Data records
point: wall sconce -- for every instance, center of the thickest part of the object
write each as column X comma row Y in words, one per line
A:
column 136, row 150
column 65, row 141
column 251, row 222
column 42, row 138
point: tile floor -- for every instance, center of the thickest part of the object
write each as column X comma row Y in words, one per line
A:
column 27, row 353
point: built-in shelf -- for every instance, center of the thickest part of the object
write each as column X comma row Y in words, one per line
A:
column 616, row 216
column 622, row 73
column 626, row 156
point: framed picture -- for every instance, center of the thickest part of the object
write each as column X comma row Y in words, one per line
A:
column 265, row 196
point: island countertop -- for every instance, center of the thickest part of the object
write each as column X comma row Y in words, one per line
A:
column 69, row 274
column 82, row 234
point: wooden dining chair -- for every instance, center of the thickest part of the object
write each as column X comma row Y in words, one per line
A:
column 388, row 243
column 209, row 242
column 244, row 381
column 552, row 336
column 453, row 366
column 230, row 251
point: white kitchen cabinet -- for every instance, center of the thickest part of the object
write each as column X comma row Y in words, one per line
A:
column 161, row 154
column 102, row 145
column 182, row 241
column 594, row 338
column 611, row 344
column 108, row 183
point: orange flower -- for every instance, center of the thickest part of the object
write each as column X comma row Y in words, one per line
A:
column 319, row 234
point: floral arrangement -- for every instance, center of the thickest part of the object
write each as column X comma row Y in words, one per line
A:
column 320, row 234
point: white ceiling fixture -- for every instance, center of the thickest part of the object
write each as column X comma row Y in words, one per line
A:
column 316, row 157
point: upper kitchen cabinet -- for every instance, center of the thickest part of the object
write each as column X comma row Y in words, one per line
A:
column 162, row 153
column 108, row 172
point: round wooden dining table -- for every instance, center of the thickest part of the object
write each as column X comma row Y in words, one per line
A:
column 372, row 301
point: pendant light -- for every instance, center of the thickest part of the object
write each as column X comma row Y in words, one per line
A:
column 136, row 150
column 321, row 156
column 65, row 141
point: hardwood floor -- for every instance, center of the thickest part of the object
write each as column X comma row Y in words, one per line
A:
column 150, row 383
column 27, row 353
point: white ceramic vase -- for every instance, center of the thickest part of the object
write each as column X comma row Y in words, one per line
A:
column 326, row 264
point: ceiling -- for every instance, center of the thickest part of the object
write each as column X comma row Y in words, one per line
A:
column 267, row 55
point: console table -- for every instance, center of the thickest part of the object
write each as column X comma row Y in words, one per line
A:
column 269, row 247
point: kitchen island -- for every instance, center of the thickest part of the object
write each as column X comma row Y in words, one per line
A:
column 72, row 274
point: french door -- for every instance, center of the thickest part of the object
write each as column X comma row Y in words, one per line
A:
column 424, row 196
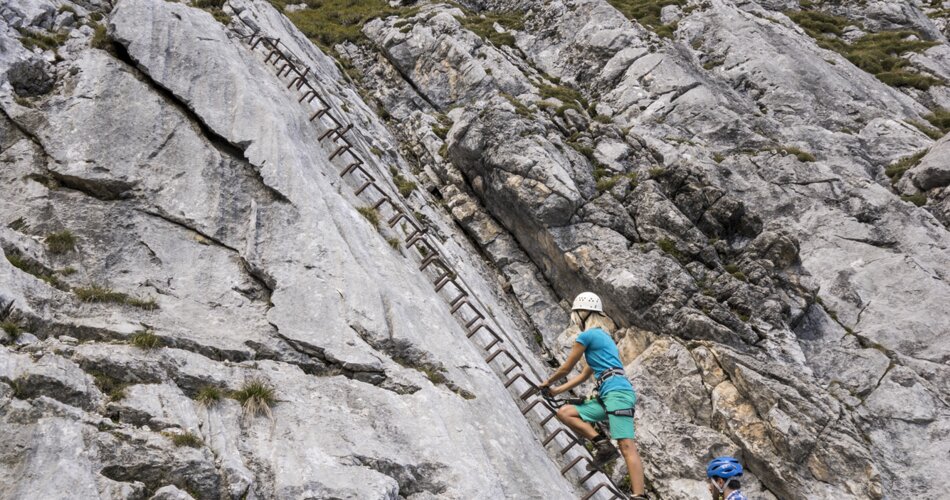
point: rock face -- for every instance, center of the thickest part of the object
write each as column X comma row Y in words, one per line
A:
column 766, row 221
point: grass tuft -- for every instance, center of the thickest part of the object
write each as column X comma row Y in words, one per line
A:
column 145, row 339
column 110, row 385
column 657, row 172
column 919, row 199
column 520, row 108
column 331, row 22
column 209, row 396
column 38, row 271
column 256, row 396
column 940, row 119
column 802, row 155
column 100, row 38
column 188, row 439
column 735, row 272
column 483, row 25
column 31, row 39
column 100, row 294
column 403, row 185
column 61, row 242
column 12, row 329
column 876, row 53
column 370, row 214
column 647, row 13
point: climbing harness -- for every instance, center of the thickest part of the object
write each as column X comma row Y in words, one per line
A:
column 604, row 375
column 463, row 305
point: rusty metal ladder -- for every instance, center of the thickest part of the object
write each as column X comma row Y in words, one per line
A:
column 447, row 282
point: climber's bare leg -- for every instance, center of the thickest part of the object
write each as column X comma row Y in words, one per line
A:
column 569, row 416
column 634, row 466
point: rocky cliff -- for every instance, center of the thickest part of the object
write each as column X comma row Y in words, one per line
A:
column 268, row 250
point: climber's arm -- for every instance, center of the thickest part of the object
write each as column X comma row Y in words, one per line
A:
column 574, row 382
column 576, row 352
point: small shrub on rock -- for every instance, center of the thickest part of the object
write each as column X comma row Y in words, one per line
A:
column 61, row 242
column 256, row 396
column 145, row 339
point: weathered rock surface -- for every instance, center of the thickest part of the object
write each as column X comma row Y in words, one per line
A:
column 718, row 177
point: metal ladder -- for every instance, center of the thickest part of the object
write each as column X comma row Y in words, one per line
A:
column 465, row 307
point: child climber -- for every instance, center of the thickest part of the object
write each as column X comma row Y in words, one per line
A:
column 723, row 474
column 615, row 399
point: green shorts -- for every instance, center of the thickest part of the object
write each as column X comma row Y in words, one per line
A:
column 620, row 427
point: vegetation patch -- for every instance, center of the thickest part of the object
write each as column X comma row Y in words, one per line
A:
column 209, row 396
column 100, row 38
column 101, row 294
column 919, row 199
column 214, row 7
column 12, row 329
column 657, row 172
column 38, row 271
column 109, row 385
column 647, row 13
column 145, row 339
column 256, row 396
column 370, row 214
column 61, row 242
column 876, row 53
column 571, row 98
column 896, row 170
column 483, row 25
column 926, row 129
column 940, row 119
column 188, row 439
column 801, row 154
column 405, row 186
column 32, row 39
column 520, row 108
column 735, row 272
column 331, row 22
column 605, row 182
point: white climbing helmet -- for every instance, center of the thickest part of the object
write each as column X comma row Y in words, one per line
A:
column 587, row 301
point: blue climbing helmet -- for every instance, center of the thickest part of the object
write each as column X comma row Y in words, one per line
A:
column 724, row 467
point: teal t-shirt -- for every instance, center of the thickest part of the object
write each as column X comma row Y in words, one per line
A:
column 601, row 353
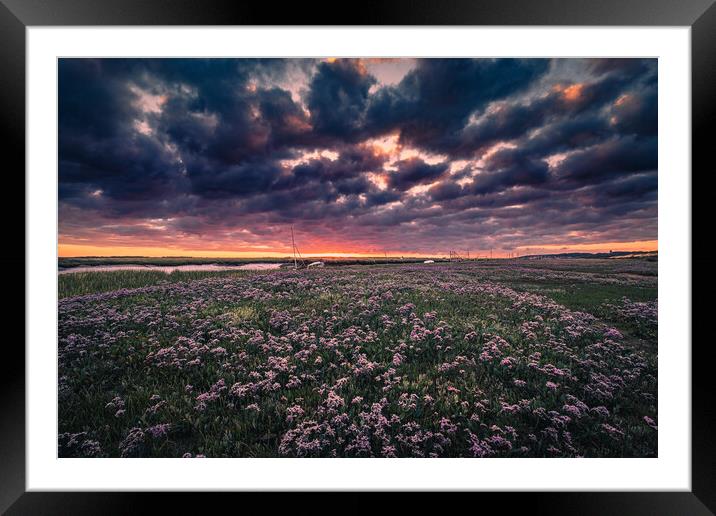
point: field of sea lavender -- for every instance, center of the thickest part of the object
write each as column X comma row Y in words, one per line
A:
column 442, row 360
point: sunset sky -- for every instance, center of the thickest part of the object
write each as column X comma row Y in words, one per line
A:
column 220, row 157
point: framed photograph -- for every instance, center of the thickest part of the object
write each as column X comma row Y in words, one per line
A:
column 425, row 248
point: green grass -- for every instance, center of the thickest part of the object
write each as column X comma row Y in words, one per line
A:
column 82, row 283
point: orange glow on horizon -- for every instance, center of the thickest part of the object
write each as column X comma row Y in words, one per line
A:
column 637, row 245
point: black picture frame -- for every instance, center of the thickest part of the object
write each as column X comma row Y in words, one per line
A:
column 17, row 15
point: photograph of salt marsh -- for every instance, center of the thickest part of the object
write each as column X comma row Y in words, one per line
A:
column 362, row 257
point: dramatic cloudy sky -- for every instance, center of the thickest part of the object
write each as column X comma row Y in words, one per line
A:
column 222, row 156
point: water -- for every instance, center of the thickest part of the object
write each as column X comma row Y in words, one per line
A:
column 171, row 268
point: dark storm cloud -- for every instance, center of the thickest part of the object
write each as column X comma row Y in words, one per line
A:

** TASK REQUIREMENTS **
Copy all lines of the records in which the string "cabinet" can be found.

** ANSWER AREA **
point: white kitchen cabinet -- for every instance, center of the thickest part of the object
point: upper kitchen cabinet -- for every instance, center of the thickest part of the object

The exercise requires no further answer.